- Directions for this task -
In the copy, include every entry exactly but none of the pictures.
╭─ The records
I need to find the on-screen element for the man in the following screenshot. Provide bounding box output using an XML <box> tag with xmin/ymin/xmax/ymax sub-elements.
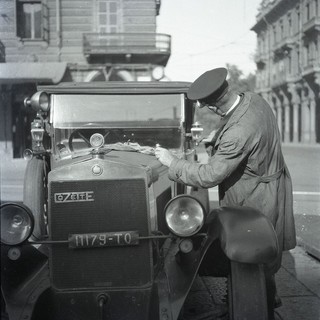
<box><xmin>155</xmin><ymin>68</ymin><xmax>296</xmax><ymax>318</ymax></box>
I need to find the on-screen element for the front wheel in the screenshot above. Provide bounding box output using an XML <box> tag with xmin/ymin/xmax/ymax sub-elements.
<box><xmin>228</xmin><ymin>261</ymin><xmax>268</xmax><ymax>320</ymax></box>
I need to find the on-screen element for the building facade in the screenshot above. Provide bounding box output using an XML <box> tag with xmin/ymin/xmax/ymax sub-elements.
<box><xmin>252</xmin><ymin>0</ymin><xmax>320</xmax><ymax>144</ymax></box>
<box><xmin>0</xmin><ymin>0</ymin><xmax>171</xmax><ymax>158</ymax></box>
<box><xmin>0</xmin><ymin>0</ymin><xmax>171</xmax><ymax>201</ymax></box>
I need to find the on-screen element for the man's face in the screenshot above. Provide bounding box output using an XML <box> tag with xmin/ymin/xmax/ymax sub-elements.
<box><xmin>197</xmin><ymin>100</ymin><xmax>223</xmax><ymax>116</ymax></box>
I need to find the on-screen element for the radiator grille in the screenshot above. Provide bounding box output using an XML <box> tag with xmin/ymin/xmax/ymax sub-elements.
<box><xmin>49</xmin><ymin>179</ymin><xmax>152</xmax><ymax>289</ymax></box>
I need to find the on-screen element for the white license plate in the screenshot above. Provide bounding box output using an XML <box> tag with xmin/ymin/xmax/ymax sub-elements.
<box><xmin>69</xmin><ymin>231</ymin><xmax>139</xmax><ymax>249</ymax></box>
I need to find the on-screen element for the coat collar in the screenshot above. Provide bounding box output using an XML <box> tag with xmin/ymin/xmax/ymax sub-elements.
<box><xmin>216</xmin><ymin>92</ymin><xmax>252</xmax><ymax>145</ymax></box>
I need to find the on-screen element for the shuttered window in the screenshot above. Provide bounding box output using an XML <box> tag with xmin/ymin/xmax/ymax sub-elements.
<box><xmin>17</xmin><ymin>0</ymin><xmax>44</xmax><ymax>40</ymax></box>
<box><xmin>98</xmin><ymin>0</ymin><xmax>121</xmax><ymax>33</ymax></box>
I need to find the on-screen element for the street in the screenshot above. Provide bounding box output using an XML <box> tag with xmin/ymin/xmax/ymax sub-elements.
<box><xmin>1</xmin><ymin>145</ymin><xmax>320</xmax><ymax>320</ymax></box>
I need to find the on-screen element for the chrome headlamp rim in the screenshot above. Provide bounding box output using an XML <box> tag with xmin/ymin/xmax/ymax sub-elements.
<box><xmin>164</xmin><ymin>194</ymin><xmax>206</xmax><ymax>238</ymax></box>
<box><xmin>0</xmin><ymin>202</ymin><xmax>35</xmax><ymax>246</ymax></box>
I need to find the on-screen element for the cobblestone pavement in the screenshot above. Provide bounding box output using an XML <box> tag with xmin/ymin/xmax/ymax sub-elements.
<box><xmin>181</xmin><ymin>247</ymin><xmax>320</xmax><ymax>320</ymax></box>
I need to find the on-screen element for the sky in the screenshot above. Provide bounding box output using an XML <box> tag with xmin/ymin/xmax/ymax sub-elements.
<box><xmin>157</xmin><ymin>0</ymin><xmax>262</xmax><ymax>81</ymax></box>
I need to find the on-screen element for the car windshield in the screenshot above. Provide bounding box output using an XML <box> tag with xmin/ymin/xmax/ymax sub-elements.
<box><xmin>51</xmin><ymin>94</ymin><xmax>183</xmax><ymax>154</ymax></box>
╰─
- Reply to the exercise -
I need to find the on-screen element for the man in the following screenshot. Provide bounding box output using an XML <box> tag with xmin/ymin/xmax/ymax sub-elements.
<box><xmin>155</xmin><ymin>68</ymin><xmax>296</xmax><ymax>318</ymax></box>
I need to find the on-screen element for the front wheel in the screenshot above. Provide bounding box output using an XML <box> tag with xmin/ymin/xmax/ymax sub-elements.
<box><xmin>228</xmin><ymin>261</ymin><xmax>268</xmax><ymax>320</ymax></box>
I need to find the on-screen element for the building facade in the screenshot above. Provide bounding box output using an XML <box> tag with xmin/ymin/xmax/ymax sub-elements.
<box><xmin>252</xmin><ymin>0</ymin><xmax>320</xmax><ymax>144</ymax></box>
<box><xmin>0</xmin><ymin>0</ymin><xmax>171</xmax><ymax>158</ymax></box>
<box><xmin>0</xmin><ymin>0</ymin><xmax>171</xmax><ymax>201</ymax></box>
I need to find the on-screen element for the man's face in the screenshot above. Provide bounding box output using an XML <box> tag with xmin/ymin/xmax/ymax sub-elements.
<box><xmin>197</xmin><ymin>100</ymin><xmax>223</xmax><ymax>116</ymax></box>
I need to find the on-screen element for the radiator grille in the screenshot above. Provide bounding box output using an XML <box> tag with xmin/ymin/xmax/ymax sub-elements.
<box><xmin>49</xmin><ymin>179</ymin><xmax>152</xmax><ymax>289</ymax></box>
I need to find the on-screen element for the white license plate in the screenshot above. Provide bounding box output using an XML <box> tag with xmin/ymin/xmax/ymax sub-elements.
<box><xmin>69</xmin><ymin>231</ymin><xmax>139</xmax><ymax>249</ymax></box>
I need to find the on-screen element for the coat collar in the screenshot above. Provide bounding box output using an XML <box> tag with xmin/ymin/xmax/ymax sub-elements.
<box><xmin>216</xmin><ymin>92</ymin><xmax>252</xmax><ymax>145</ymax></box>
I need to find the on-screen element for the shuttered window in the screenshot above. Provide bounding box output using an XML <box> tag with xmin/ymin/xmax/ymax sub-elements.
<box><xmin>17</xmin><ymin>0</ymin><xmax>44</xmax><ymax>40</ymax></box>
<box><xmin>98</xmin><ymin>0</ymin><xmax>121</xmax><ymax>33</ymax></box>
I need to find the on-screen element for the street in the screenshot above. Provide bounding box output using an XML <box> tag with xmin/ymin/xmax/ymax sub-elements.
<box><xmin>1</xmin><ymin>145</ymin><xmax>320</xmax><ymax>320</ymax></box>
I need to find the on-screen element for the chrome headlamp rim in the screenshot above. Provide bounding box output using an XML <box> tag with xmin/ymin/xmax/ymax sub-elements.
<box><xmin>164</xmin><ymin>194</ymin><xmax>206</xmax><ymax>238</ymax></box>
<box><xmin>0</xmin><ymin>202</ymin><xmax>35</xmax><ymax>246</ymax></box>
I need to find the on-screen element for the cobblestone pavement in the screenshot above. Provide bounding box output using an XML <box> tag with xmin/ymin/xmax/ymax sub-elements.
<box><xmin>181</xmin><ymin>247</ymin><xmax>320</xmax><ymax>320</ymax></box>
I need to find the on-screen element for the sky in the screenshot above. Provide bounding box output using an XML <box> tag with xmin/ymin/xmax/ymax sub-elements.
<box><xmin>157</xmin><ymin>0</ymin><xmax>262</xmax><ymax>81</ymax></box>
I need to find the on-screen element for the car windshield in the screenshot above. Provide bounding box output using an XML <box> tag with xmin/ymin/xmax/ymax sub-elements.
<box><xmin>51</xmin><ymin>94</ymin><xmax>183</xmax><ymax>154</ymax></box>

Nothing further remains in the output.